Exercise objective:
Go through the records and set each one down exactly, skipping any picture.

Input material:
********************

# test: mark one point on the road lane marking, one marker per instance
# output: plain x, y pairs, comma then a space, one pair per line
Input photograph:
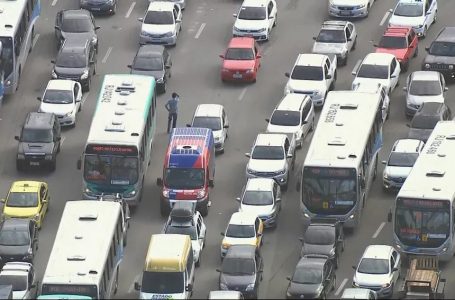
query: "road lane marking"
378, 231
384, 18
341, 287
107, 55
242, 94
198, 33
128, 13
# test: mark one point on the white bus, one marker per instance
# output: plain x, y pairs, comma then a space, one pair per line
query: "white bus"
17, 31
342, 159
87, 252
118, 148
424, 209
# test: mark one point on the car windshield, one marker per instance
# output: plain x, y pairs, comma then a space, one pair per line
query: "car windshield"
184, 178
18, 282
77, 25
19, 199
268, 152
58, 97
373, 266
36, 135
15, 237
331, 36
159, 17
307, 275
319, 236
257, 198
307, 73
373, 71
238, 266
71, 60
285, 118
240, 231
409, 10
252, 13
393, 42
442, 49
239, 54
148, 63
213, 123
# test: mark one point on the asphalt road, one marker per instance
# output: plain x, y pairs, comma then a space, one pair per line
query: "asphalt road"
195, 76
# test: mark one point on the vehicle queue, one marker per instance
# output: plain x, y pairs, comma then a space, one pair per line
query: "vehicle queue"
118, 152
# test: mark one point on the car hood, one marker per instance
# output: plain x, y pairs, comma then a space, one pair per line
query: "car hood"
264, 165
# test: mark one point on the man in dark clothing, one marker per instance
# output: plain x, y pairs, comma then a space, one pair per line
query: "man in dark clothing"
172, 108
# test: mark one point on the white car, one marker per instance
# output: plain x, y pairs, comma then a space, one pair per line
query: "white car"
418, 14
262, 197
161, 24
400, 162
21, 275
214, 117
350, 8
382, 68
64, 99
294, 114
379, 269
423, 86
255, 18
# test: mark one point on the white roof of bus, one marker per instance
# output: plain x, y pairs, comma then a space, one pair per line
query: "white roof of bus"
342, 131
80, 245
120, 115
433, 174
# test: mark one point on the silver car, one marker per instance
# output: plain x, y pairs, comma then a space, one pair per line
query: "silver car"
336, 37
423, 86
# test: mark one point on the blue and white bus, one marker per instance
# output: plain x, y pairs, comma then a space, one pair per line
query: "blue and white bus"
17, 31
118, 148
341, 162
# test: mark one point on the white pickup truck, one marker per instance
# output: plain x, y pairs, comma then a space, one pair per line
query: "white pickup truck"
314, 75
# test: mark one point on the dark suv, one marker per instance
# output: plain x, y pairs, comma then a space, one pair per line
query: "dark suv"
39, 141
441, 54
76, 61
426, 118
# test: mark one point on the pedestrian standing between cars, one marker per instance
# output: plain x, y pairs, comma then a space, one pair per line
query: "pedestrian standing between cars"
172, 108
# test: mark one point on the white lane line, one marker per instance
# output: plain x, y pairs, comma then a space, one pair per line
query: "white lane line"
198, 33
378, 231
384, 18
242, 94
107, 55
341, 287
128, 13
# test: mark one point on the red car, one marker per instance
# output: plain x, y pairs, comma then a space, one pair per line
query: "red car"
401, 42
241, 60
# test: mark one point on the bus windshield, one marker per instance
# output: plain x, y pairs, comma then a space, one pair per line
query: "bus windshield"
113, 170
329, 191
422, 223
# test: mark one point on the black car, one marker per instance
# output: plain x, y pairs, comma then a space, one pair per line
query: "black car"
324, 237
426, 118
39, 141
314, 277
100, 6
242, 270
18, 240
76, 61
75, 23
153, 60
441, 54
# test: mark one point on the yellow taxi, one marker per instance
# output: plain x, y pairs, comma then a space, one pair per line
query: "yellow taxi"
27, 199
244, 228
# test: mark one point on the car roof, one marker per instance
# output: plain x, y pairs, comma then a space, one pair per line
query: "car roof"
208, 110
377, 251
406, 146
241, 42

********************

Task response:
# test: mark one point on the road lane marking, one marker per instance
# output: plain x, y pairs, comma then a space, one pair per line
Input photograph:
query: "road lane marking"
378, 231
384, 18
341, 287
107, 55
242, 94
198, 33
128, 13
# test: mark one point on the white bus, one marker per instance
# output: plain x, y pairs, comma then a space, one pair per line
query: "white bus"
17, 31
342, 159
87, 252
118, 148
424, 209
# test: mark one point on the car windshield, one marker per instance
# output: plain x, y pairs, comma then a space, one pair per line
query: "car windshield"
184, 178
18, 282
77, 25
19, 199
268, 152
58, 97
373, 266
36, 135
15, 237
331, 36
159, 17
307, 275
319, 236
257, 198
307, 73
373, 71
238, 266
71, 60
285, 118
240, 231
409, 10
252, 13
393, 42
442, 49
239, 54
148, 63
213, 123
# test: mark one point on the asphalt road, one marker per instance
# output: plain x, y pairs, comma then a space, one pair per line
query: "asphalt road"
195, 76
# test: mark one point on the vehicle queue, one marker per instance
# output: plain x, y pairs, comma then a space, one pair per line
query: "vehicle queue"
118, 152
# test: mark one point on the car hood, one marker per instance
# output: plain x, y pairs, comma then a space, one pair per line
query: "car hood"
264, 165
# test: mark one point on the man in dark clothing, one marker per instance
# output: plain x, y pairs, comma then a space, one pair per line
query: "man in dark clothing"
172, 108
# test: mark one point on the white car, one marker per instance
# output: plain x, y pairs, comma then a space, one pair per line
query: "white car"
418, 14
262, 197
161, 24
400, 162
21, 275
214, 117
350, 8
382, 68
64, 99
294, 114
379, 269
423, 86
255, 18
# test: mark one point on the white roof of bus, one marker per instance
# output: plain x, y pairs, comma then a space, one pair per line
query: "white roof of bus"
342, 131
80, 245
120, 115
433, 174
# test: mark one point on the silver car, one marker per instance
# output: plain x, y pairs, comma then a space, one pair per line
query: "silver car"
336, 37
423, 86
# test: mark one point on the blue and white bus, one marker per instance
# output: plain x, y pairs, comma then a space, one pair per line
query: "blue and white bus"
17, 31
118, 148
341, 162
# test: mark one point on the white pickup truck, one marker per instance
# output: plain x, y pairs, comma then a space, one pair per line
query: "white pickup truck"
314, 75
# test: mark one point on the dark suv, one marker per instance
# output: plain x, y pairs, comma then a space, one pair per line
query: "dark suv"
39, 141
441, 54
76, 61
426, 118
# test: mark one point on the pedestrian standing between cars, one marker per instance
# output: plain x, y pairs, comma then a space, one pair per line
query: "pedestrian standing between cars"
172, 108
# test: mark one point on the white lane line, one marker per instance
# output: plain x, y pairs, comma then a space, one pair per line
query: "white lane line"
198, 33
378, 231
384, 18
242, 94
107, 55
341, 287
128, 13
# test: mark one point on the red car, one marker per instance
# output: plain x, y pairs, comma then a space, one pair per line
query: "red car"
401, 42
241, 60
# test: mark one point on the bus windshield, one marker per instance
# output: plain x, y pairs, comma then a space, one pair per line
query: "bus windshield"
113, 170
329, 191
422, 223
# test: mark one point on the black car, one marker per instance
# output: plain x, y pairs, comma then a space, one pair per line
query: "black car"
324, 237
426, 118
39, 141
314, 277
100, 6
242, 270
18, 240
76, 61
75, 23
153, 60
441, 54
# test: mark one point on the yellow taxi, one marker per instance
# output: plain x, y pairs, comma then a space, one pair per line
query: "yellow taxi"
27, 199
244, 228
# test: mark one point on the car roof, one marker per instance
# output: plain x, y pairs, comma then a space, one pair per line
query: "car roof"
208, 110
377, 251
406, 146
241, 42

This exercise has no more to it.